On May 18, 2009, RFC commenced a foreclosure action in Connecticut State Court. Before initiating that action, RFC obtained physical possession of the Weston Note. RFC provided the note to counsel to conduct the foreclosure. The Debtors argue that RFC proceeded with the foreclosure as the holder of the Weston Note, which was valid irrespective of any argument the Claimant may make about ownership of the Note.

The Connecticut court entered a default judgment against the Claimant on August 18, 2009, and RFC then filed a Motion for Judgment of Strict Foreclosure. Along with its motion, RFC submitted an affidavit signed by Jeffrey Stephan, who was both a vice president of MERS and an employee of GMACM, the servicer of the loan. The Claimant alleges that this affidavit was fraudulent and that Stephan has confessed during depositions in other matters to signing documents without having knowledge of the contents or veracity of those documents. The Connecticut court granted RFC's motion and entered a Judgment of Strict Foreclosure on September 2, 2009, initiating a process in which interested parties could redeem the property on their "law days," and if no parties redeemed the property on their respective law day, the property vested to the lender. The law days were scheduled to begin on October 20, 2009, but the Claimant filed a chapter 13 bankruptcy petition on that day. The bankruptcy filing vacated the law days and reopened the Judgment of Strict Foreclosure.

Less than one month later, the Claimant's chapter 13 filing was dismissed for failure to comply with a court order and failure to timely file all required documents. The Claimant then filed a chapter 7 petition in Massachusetts on January 19, 2010. Later that year, the Massachusetts Bankruptcy Court granted RFC relief from the automatic stay, effective December 4, 2010, so RFC could proceed with the foreclosure action. On November 30, 2010, RFC filed a motion to reset the law days and reenter the judgment against the Claimant in Connecticut State Court. Accompanying its motion, RFC filed an affidavit signed by Douglas Wilson attesting to his personal review of RFC's records and his findings regarding the Claimant's debts. There is no evidence that this motion was ever granted.

The Claimant argues that this filing violated the automatic stay, which was not set to be lifted until December 4, 2010.

The case remained dormant for nearly one year, when on November 11, 2011, the Claimant filed a motion to vacate judgment and dismiss RFC's action with prejudice. The Claimant argued that MERS could not legally transfer the mortgage, that RFC lacked standing to foreclose, and that RFC committed fraud on the court by submitting the Stephan affidavit and purporting to be the noteholder. RFC objected to the motion to vacate on January 23, 2012, and the Claimant filed a reply on February 7, 2012.

After the Debtors filed for chapter 11 protection, the Connecticut State Court requested that RFC obtain an order for relief from the stay to allow its action involving the Weston Property to proceed. On April 30, 2013, this Court entered an order lifting the automatic stay to allow the Claimant to prosecute his claims to the extent they constitute defenses to the foreclosure. RFC filed this Court's relief from stay order with the Connecticut State Court on May 14, 2013, but the proceedings have not progressed since that date.

**MATERIAL:**
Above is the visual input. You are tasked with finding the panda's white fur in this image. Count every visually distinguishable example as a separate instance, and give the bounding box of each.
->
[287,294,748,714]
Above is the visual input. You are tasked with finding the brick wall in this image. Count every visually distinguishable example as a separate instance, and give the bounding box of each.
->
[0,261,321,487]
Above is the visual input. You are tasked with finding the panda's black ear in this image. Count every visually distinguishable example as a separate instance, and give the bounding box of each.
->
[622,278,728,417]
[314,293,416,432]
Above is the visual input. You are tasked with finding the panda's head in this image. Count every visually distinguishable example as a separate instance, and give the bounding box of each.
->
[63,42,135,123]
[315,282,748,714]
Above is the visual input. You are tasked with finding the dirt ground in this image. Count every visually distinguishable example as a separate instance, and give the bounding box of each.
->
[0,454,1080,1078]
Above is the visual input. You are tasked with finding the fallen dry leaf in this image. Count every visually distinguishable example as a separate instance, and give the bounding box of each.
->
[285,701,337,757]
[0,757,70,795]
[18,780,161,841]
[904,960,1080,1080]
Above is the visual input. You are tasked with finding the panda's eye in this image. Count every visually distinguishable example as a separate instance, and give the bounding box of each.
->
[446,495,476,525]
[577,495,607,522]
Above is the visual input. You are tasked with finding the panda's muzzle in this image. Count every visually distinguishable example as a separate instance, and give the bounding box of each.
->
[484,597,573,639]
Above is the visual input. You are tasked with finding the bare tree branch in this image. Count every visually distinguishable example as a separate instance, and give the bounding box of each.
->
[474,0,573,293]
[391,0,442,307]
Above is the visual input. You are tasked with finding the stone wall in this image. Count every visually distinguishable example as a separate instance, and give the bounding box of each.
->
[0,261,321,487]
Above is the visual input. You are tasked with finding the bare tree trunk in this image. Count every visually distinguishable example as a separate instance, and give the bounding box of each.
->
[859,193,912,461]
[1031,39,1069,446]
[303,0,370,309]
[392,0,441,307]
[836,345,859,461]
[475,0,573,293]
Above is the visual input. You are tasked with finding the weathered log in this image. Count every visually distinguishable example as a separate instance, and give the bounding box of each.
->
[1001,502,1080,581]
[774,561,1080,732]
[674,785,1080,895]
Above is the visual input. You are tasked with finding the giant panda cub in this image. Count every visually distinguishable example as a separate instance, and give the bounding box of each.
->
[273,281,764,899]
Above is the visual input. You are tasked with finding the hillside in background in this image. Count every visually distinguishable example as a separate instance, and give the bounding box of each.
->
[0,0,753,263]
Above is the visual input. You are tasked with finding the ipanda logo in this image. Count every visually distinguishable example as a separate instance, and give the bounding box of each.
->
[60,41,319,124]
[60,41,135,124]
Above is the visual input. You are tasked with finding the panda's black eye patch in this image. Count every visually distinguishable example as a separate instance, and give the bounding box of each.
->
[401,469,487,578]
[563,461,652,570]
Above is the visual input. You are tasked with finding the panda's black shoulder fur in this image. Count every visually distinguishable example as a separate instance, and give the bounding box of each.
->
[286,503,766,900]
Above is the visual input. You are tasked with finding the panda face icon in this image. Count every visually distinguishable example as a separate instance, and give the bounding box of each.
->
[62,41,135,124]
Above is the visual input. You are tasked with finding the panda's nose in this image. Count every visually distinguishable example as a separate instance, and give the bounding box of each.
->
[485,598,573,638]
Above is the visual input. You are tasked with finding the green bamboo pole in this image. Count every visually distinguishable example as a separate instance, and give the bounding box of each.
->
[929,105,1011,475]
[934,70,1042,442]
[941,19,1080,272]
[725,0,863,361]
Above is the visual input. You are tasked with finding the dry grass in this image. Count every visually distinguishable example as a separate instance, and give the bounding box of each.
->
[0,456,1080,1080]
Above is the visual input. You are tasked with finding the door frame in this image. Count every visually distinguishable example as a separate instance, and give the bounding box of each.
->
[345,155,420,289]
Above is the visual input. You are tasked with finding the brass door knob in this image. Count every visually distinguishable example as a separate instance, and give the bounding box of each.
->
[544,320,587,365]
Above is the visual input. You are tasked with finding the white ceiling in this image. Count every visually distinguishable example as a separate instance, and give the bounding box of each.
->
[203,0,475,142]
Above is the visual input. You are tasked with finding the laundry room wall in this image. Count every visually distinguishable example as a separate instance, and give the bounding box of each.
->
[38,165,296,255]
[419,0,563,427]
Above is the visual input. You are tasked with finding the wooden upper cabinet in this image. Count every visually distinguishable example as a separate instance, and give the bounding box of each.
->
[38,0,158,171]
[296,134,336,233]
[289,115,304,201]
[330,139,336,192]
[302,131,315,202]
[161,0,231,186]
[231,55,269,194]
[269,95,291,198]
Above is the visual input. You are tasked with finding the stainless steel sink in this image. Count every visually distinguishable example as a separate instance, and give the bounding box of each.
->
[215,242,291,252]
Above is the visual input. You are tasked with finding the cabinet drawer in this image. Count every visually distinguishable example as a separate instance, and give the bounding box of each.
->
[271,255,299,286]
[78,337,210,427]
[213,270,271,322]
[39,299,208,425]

**WORK TO COMPLETE:**
**a.** List every argument the Claimant raised in the motion to vacate judgment filed on November 11, 2011, as set out in the foreclosure account.
**b.** In the foreclosure account, who signed the affidavit that RFC submitted with its Motion for Judgment of Strict Foreclosure, and what positions did that person hold?
**c.** Write the next part of the foreclosure account, starting after its final sentence.

**EXERCISE RESULTS:**
**a.**
- MERS could not legally transfer the mortgage.
- RFC lacked standing to foreclose.
- RFC committed fraud on the court by submitting the Stephan affidavit and purporting to be the noteholder.

**b.** Jeffrey Stephan signed it. He was a vice president of MERS and an employee of GMACM, the servicer of the loan.

**c.**
In his Opposition, the Claimant states that he is seeking damages for civil RICO violations because RFC entered the Weston Property and "left it in ruins." (Opp. at 15.) The Claimant asserts that "[a]nything of value was stolen, and what was too large or not valuable enough was vandalized." (Id.)

3. The Claimant's Expert Report

During the Weston Property litigation, the Claimant engaged an expert to perform a forensic analysis of the property's chain of title. That expert filed a report with the Connecticut Court stating that the Weston Mortgage is currently listed as a receivable in a publicly-offered Luminent Mortgage Trust, with HSBC serving as trustee and Wells Fargo serving as the Securities Administrator for the trust. The closing date for the trust was on or about April 28, 2006, or within the following ninety days. As part of the securitization, the mortgage was transferred at least four times. Thus, the Claimant's expert asserts that MERS could not have any right, title, or interest to the mortgage to assign to RFC on July 25, 2009. According to the Claimant's expert, the mortgage assignment that RFC submitted in Connecticut State Court is a false document purposely prepared to create the appearance in the public record that RFC had the authority to foreclose.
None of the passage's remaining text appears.